Sang ibu pun mewariskan lemari, satu untuk masing-masing anaknya. Lemari-lemari warisan tersebut merupakan lemari yang dibeli untuk masing-masing anaknya saat mereka lahir. Setiap anak diharuskan untuk membawa lemari tersebut di hari yang sama karena, jika tidak, si ibu mengancam akan memberi denda. Anak-anaknya pun mencari berbagai cara untuk bisa membawa lemari tersebut, tapi berbeda dengan Tri yang, notabene, belum mempunyai rumah sendiri.
credit: http://jaff-filmfest.org/open-air-cinema-lemantun/

Lemari-lemari warisan tersebut memiliki akhir yang, bisa dikatakan, agak ironis. Lemari yang seharusnya menjadi kapsul waktu tersebut ada yang dibiarkan saja tak dipakai. Ada juga yang dijual. Berbeda dengan lemari yang lain, lemari milik Tri justru disimpan dan dirawat. Lemari yang didapat oleh Tri merupakan lemari yang biasa digunakan Tri saat masih kecil dulu untuk bersembunyi. Tri bahkan sempat masuk ke dalam lemari dan diam di sana--sebuah scene yang melankolis. Pada akhirnya, lemari yang diwariskan untuk Tri digunakan untuk berjualan bensin. 


State of Jouissance
Seperti yang saya katakan sebelumnya, artikel yang diterbitkan oleh Provoke tersebut mengingatkan saya dengan materi psikoanalisa yang saya dapatkan di semester 5 dan 6. Psikoanalisa sendiri, seperti yang bisa ditebak dari namanya, merupakan cabang ilmu psikologi, namun juga bisa dijadikan sebagai pendekatan untuk menelaah karya-karya sastra. Menurut Bressler (2007:149), dengan menerapkan teknik-teknik psikoanalisa pada karya sastra, sebuah karya dianggap sebagai mimpi-mimpi si penulis karya yang, di dalamnya, terdapat keinginan dan dorongan-dorongan yang selama ini disembunyikan. Akan tetapi, Tyson (2006:35) berpendapat bahwa pendekatan psikoanalisa tidak dapat efektif membongkar keinginan tersembunyi si penulis karya melalui analisa karakter dalam karya tersebut karena karakter-karakter tersebut bukanlah sosok nyata dan, oleh karena itu, tidak memiliki jiwa nyata yang dapat dianalisa. Meskipun demikian, untuk mempelajari penerapan teori psikoanalisa, kita dapat mencoba menganalisa perilaku karakter dalam karya sastra dengan menggunakan pendekatan psikoanalisa.

**Catatan anotasi koordinat**
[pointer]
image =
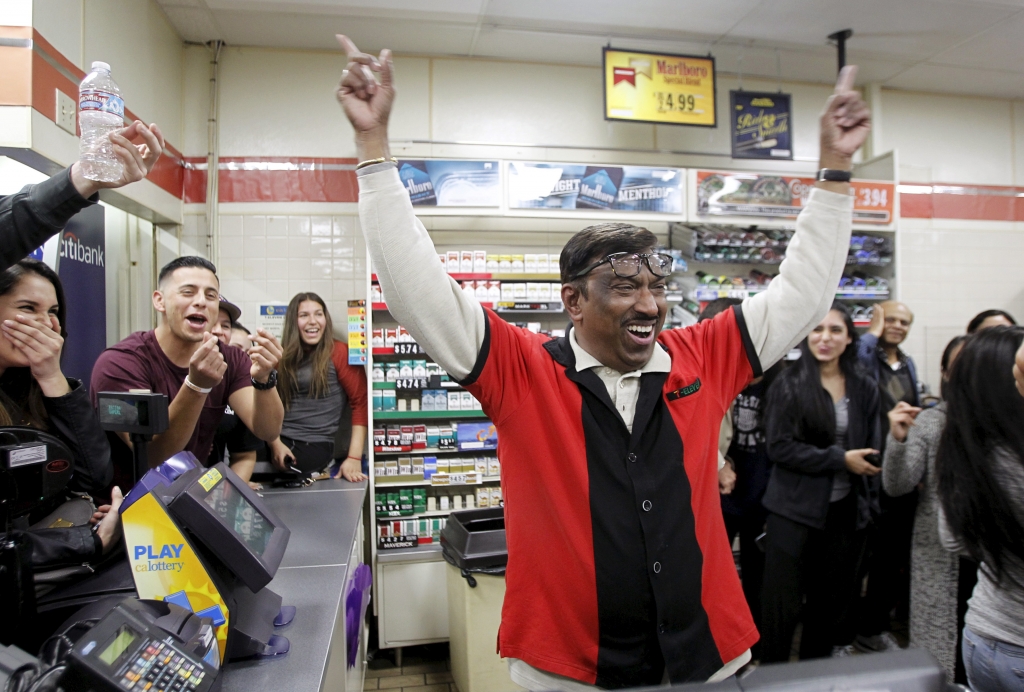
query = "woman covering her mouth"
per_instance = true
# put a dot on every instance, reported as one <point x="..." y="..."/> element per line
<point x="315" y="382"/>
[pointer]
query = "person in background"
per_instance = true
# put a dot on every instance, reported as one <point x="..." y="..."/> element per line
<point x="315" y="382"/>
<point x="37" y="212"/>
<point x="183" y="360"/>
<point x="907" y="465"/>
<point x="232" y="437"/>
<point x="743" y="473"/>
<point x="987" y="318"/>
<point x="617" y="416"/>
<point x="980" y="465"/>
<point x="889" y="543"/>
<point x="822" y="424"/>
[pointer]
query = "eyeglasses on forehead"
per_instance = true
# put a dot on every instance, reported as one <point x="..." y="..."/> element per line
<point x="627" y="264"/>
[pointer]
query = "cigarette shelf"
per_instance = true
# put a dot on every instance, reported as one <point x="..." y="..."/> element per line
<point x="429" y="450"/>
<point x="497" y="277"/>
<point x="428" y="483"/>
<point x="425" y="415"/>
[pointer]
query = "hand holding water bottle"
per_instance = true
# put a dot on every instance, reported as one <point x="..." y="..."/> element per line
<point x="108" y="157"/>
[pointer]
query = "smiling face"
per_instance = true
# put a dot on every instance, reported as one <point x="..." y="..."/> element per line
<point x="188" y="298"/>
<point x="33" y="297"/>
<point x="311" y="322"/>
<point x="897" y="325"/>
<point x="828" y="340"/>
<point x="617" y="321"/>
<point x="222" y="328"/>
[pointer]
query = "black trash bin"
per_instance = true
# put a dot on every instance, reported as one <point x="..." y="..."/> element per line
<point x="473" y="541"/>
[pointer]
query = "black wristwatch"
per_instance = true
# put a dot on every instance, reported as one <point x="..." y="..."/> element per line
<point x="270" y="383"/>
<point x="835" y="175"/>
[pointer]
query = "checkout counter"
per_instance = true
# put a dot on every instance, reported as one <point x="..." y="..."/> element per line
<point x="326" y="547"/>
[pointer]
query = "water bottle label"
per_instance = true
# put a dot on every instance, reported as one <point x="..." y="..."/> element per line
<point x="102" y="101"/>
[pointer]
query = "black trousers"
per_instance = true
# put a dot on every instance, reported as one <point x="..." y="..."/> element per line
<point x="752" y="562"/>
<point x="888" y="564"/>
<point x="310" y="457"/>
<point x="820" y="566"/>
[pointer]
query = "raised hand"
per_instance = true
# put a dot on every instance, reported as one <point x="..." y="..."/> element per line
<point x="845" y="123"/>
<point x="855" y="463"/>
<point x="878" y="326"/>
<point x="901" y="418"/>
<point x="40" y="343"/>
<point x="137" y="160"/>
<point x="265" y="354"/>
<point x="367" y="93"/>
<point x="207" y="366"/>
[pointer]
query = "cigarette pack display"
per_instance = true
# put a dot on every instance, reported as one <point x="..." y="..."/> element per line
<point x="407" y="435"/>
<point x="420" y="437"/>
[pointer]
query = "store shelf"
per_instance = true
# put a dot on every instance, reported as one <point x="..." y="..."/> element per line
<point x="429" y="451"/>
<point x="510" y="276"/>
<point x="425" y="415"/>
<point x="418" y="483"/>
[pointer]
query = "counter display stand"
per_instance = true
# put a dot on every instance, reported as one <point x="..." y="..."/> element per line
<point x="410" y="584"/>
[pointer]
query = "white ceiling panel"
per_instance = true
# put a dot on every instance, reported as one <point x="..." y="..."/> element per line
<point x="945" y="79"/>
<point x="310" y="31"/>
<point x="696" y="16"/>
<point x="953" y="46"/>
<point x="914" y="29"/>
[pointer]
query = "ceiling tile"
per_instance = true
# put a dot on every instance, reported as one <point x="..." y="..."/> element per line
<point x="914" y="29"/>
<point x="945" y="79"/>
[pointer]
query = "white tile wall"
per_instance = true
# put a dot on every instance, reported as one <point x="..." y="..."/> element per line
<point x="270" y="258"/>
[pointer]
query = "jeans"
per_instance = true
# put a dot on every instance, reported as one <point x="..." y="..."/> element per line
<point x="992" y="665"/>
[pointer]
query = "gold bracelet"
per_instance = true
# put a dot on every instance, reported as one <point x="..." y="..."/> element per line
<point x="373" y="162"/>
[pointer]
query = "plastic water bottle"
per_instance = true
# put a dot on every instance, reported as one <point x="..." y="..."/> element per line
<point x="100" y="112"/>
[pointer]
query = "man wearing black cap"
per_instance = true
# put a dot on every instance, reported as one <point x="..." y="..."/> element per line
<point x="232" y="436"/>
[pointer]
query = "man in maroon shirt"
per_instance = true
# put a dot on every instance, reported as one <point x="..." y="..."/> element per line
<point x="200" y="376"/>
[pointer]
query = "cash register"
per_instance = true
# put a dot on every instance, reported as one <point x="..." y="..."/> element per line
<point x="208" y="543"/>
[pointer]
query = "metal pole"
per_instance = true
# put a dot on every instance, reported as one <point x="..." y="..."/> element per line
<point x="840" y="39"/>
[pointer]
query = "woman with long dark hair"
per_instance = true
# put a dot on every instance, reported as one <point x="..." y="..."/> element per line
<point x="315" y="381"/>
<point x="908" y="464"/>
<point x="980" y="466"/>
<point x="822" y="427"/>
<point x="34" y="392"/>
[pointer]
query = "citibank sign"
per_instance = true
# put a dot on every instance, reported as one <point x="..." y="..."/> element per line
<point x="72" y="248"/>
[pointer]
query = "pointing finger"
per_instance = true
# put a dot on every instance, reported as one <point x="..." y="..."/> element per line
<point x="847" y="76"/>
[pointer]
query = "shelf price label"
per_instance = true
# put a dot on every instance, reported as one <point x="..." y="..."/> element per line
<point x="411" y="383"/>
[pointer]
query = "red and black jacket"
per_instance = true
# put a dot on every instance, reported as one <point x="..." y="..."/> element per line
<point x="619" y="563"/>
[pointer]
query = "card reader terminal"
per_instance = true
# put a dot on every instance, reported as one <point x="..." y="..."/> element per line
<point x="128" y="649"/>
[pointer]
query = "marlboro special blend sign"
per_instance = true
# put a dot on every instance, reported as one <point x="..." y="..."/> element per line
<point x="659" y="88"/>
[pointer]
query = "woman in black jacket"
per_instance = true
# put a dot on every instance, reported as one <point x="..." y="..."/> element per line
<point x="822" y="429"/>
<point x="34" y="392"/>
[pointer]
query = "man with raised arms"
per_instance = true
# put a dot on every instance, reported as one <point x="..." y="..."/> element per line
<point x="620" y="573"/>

* * *

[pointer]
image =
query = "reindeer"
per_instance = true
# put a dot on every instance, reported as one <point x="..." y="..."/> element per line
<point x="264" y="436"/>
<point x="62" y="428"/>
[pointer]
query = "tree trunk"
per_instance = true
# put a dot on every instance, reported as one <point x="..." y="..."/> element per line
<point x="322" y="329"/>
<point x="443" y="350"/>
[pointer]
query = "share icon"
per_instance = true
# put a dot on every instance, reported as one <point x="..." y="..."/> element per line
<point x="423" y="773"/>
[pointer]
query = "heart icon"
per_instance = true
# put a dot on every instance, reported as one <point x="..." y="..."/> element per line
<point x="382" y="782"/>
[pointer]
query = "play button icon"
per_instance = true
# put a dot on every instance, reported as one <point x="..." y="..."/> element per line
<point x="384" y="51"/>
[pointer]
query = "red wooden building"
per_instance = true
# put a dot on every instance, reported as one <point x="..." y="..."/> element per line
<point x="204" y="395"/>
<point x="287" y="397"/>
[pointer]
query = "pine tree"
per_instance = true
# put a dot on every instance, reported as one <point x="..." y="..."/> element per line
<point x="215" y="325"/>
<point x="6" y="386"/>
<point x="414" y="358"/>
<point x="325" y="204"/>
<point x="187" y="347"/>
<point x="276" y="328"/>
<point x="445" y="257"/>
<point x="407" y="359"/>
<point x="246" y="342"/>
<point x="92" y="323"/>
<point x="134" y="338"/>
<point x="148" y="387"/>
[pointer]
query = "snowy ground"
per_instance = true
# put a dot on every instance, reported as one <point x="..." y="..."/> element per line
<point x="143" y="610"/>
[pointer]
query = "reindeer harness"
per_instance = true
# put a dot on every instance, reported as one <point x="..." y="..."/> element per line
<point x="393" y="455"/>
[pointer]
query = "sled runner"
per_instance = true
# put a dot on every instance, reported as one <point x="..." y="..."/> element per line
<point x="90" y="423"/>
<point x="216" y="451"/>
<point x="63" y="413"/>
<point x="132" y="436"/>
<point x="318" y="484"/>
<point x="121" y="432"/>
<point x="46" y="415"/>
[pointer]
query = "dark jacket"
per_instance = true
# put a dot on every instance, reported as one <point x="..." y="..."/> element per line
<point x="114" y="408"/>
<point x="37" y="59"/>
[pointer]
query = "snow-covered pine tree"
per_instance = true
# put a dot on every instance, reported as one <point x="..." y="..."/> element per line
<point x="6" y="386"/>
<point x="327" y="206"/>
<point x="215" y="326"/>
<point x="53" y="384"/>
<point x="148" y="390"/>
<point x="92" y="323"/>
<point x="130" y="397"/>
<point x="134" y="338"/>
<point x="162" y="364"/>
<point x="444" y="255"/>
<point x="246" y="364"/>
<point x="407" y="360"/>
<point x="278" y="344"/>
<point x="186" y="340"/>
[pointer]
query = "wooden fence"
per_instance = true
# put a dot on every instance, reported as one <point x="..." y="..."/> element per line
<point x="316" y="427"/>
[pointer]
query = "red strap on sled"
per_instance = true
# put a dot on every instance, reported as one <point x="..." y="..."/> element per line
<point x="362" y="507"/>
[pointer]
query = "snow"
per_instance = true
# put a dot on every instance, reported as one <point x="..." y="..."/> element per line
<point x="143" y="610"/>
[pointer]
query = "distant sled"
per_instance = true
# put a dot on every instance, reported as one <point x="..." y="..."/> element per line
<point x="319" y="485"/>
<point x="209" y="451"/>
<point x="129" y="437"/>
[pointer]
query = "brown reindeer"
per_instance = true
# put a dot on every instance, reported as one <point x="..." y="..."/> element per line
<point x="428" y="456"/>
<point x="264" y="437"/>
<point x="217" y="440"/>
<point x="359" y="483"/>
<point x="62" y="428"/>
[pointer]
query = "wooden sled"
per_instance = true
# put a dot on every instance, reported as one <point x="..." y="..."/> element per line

**Daftar Tugas**
• a. Tentukan apakah tiap pernyataan berikut sesuai dengan teks tentang lemari warisan. Jawab ya atau tidak, lalu kutip kata-kata penentunya dari teks tersebut tanpa diubah.
(i) Lemari milik Tri dijual.
(ii) Menurut Tyson (2006:35), pendekatan psikoanalisa tidak dapat efektif membongkar keinginan tersembunyi penulis karya melalui analisa karakter.
(iii) Si ibu mengancam akan memberi denda bila lemari tidak dibawa di hari yang sama.
• b. Sebutkan jumlah baris dalam catatan yang memuat string "with", dengan memperhatikan huruf besar dan kecil. Tuliskan angkanya saja.

**Jawaban Tertulis**
• a.
(i) Tidak: "lemari milik Tri justru disimpan dan dirawat"
(ii) Ya: "pendekatan psikoanalisa tidak dapat efektif membongkar keinginan tersembunyi si penulis karya melalui analisa karakter dalam karya tersebut"
(iii) Ya: "jika tidak, si ibu mengancam akan memberi denda"

• b. 2